BRIEF A: Locate every line in the rows that contains the word "pepper" and copy each one. Case counts.

SOURCE EXCERPT:

::::::::

A quantity of \(1 \mathrm{~g}\) of metallic carbonate \(\mathrm{XCO}_{3}\) is completely converted into a chloride \(\mathrm{XCl}_{2}\) weighing \(1.11 \mathrm{~g}\). The atomic mass of the element ' \(\mathrm{X}^{\prime}\) is (a) 10 (b) 20 (c) 30 (d) 40

Short Answer

Expert verified
Answer: The atomic mass of element X is 40.

Step by step solution

01

Determine the mass of element X in both XCO3 and XCl2 compounds

First, let's find the mass of element X in both the given compounds. For XCO\(_3\), the mass of X is the given mass (\(1g\)) minus the mass of carbon (\(12g/mol\)) and 3 times the mass of oxygen (\(3*16g/mol\)). For XCl\(_2\), the mass of X is the given mass (\(1.11g\)) minus the mass of 2 times the mass of chlorine (\(2*35.5g/mol\)).
02

Write the ratio of the mass of X in both compounds

Now, we can write the ratio of the mass of X in XCO3 and XCl2: \(\frac{mass\, of\, X\, in\, XCO_3}{mass\, of\, X\, in\, XCL_2}=\frac{\Bigl( atomic\, mass\, of\, X - (12+3*16) \Bigr)}{\Bigl( atomic\, mass\, of\, X - 2*35.5 \Bigr)} = \frac{1}{1.11}\)

::::::::

(Some rows)
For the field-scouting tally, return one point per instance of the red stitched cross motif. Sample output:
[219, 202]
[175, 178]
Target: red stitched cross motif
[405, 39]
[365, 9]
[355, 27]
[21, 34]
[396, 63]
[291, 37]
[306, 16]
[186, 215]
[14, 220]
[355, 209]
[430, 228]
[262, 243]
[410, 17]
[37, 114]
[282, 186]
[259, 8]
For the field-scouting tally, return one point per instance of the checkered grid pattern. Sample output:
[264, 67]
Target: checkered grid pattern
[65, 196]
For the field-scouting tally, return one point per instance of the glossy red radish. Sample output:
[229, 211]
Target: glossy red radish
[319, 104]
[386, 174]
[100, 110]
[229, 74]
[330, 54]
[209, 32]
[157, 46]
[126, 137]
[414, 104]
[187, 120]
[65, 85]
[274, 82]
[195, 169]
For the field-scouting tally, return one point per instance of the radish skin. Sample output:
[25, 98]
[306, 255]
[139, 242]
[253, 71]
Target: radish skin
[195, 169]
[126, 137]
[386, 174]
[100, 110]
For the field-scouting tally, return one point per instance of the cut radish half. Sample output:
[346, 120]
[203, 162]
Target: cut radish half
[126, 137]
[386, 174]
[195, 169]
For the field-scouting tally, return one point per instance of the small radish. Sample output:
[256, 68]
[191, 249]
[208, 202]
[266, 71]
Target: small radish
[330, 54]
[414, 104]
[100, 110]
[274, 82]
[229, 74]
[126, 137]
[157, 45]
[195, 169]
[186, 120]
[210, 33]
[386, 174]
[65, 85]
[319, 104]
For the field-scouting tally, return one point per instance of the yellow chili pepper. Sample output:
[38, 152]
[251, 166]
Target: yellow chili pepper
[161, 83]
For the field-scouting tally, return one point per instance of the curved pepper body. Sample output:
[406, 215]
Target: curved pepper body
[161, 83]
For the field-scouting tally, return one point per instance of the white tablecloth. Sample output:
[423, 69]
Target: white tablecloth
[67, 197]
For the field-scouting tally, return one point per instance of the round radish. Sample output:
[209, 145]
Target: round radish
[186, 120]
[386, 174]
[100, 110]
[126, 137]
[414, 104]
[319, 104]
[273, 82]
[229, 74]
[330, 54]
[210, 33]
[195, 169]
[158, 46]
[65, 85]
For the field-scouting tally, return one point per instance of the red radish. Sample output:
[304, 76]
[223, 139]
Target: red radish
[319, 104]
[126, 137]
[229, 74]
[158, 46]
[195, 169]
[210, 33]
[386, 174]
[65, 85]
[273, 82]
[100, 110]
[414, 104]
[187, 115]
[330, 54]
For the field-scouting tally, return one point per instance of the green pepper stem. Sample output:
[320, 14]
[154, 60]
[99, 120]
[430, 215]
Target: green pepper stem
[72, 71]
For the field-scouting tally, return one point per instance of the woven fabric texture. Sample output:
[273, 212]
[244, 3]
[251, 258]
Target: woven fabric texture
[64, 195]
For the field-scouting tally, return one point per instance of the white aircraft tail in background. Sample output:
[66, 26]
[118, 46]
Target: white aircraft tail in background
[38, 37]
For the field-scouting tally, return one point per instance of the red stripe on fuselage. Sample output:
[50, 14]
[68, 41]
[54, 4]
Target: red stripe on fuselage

::::::::

BRIEF B: Using the atomic mass excerpt, explain how its first step gets the mass of X in each of the two compounds.

EXPECTED ANSWER A:
For the field-scouting tally, return one point per instance of the yellow chili pepper. Sample output:
Target: yellow chili pepper
For the field-scouting tally, return one point per instance of the curved pepper body. Sample output:
Target: curved pepper body
For the field-scouting tally, return one point per instance of the green pepper stem. Sample output:
Target: green pepper stem

EXPECTED ANSWER B: For XCO₃, it subtracts the mass of carbon (12 g/mol) and three times the mass of oxygen (3 × 16 g/mol) from the given 1 g. For XCl₂, it subtracts twice the mass of chlorine (2 × 35.5 g/mol) from the given 1.11 g.